■ PROVIDED RECORDS:
—————

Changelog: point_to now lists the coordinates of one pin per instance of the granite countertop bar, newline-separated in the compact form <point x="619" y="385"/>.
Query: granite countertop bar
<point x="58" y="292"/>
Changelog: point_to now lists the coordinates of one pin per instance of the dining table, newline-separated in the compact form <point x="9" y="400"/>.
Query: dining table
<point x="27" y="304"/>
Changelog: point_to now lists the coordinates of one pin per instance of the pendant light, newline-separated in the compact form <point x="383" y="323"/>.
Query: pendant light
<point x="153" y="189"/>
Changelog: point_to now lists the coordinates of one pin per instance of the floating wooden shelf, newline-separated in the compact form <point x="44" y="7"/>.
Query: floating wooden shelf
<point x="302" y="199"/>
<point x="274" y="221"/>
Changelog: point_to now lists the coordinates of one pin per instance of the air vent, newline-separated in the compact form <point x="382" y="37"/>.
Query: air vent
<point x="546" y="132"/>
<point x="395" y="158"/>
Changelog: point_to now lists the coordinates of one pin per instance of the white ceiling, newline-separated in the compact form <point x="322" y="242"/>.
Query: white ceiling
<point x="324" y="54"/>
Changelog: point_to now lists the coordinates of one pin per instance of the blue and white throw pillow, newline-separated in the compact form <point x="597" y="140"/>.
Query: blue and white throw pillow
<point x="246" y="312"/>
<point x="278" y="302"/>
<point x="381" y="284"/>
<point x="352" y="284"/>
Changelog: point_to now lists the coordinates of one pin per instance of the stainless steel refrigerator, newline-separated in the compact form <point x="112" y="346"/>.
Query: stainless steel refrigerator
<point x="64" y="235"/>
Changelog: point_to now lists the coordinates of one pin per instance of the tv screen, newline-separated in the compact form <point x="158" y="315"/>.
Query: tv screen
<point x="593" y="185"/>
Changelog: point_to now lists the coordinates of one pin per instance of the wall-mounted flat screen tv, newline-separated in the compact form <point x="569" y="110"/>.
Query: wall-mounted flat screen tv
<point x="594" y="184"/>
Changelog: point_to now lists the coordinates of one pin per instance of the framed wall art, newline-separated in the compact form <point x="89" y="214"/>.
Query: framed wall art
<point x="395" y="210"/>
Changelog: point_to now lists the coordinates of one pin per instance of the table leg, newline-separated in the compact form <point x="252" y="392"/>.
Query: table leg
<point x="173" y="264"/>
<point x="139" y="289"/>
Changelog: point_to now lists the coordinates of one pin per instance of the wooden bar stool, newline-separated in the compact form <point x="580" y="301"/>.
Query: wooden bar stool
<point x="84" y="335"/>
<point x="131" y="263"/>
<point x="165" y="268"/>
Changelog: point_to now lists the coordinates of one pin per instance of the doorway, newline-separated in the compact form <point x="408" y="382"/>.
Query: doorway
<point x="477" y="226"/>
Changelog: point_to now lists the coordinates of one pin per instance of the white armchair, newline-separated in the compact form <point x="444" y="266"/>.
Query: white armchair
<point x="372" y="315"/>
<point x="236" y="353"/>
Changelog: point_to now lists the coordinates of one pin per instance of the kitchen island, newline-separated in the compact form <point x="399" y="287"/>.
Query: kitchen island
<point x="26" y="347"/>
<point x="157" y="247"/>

—————

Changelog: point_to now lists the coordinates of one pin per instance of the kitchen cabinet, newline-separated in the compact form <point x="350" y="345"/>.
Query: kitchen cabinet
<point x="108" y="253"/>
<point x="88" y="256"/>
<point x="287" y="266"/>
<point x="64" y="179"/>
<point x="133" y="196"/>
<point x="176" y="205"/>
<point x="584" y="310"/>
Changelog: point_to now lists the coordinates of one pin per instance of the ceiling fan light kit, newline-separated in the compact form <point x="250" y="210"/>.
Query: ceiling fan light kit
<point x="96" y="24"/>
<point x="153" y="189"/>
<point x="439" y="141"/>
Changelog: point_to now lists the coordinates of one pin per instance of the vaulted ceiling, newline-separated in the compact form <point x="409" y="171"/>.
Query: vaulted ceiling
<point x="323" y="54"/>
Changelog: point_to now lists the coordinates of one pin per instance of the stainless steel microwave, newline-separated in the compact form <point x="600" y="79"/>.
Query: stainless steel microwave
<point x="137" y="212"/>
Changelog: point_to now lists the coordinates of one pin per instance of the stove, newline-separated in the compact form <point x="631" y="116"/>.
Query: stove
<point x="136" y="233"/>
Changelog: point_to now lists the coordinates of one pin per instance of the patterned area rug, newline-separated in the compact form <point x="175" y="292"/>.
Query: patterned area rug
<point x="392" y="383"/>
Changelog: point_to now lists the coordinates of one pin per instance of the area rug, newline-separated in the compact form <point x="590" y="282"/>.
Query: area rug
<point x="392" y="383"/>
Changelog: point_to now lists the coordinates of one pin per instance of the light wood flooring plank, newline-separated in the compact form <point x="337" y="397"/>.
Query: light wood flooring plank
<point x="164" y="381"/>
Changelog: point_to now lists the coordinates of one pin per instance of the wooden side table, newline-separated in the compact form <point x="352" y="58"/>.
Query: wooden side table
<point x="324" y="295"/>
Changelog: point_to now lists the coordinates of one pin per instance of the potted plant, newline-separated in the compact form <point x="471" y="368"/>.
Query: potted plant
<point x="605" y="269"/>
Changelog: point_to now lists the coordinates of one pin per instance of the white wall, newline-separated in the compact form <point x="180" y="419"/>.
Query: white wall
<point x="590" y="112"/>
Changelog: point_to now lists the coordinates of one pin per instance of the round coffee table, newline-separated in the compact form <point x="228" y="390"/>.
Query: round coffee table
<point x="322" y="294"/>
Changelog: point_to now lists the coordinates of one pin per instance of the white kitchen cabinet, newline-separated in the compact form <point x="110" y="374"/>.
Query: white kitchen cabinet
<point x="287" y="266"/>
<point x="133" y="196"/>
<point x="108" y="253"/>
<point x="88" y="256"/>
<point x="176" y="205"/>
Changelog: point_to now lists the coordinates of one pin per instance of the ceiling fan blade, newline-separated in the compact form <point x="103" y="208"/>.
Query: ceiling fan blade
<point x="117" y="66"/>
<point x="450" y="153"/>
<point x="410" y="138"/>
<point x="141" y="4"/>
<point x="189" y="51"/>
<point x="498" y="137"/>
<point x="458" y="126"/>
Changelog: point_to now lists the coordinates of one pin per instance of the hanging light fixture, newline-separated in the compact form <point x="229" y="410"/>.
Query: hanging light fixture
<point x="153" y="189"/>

—————

■ EXERCISE:
Can you collect every line of the listing above that contains the string "stove"?

■ RESPONSE TO THE EXERCISE:
Changelog: point_to now lists the coordinates of one pin per instance of the stove, newline-separated in the compact form <point x="631" y="116"/>.
Query: stove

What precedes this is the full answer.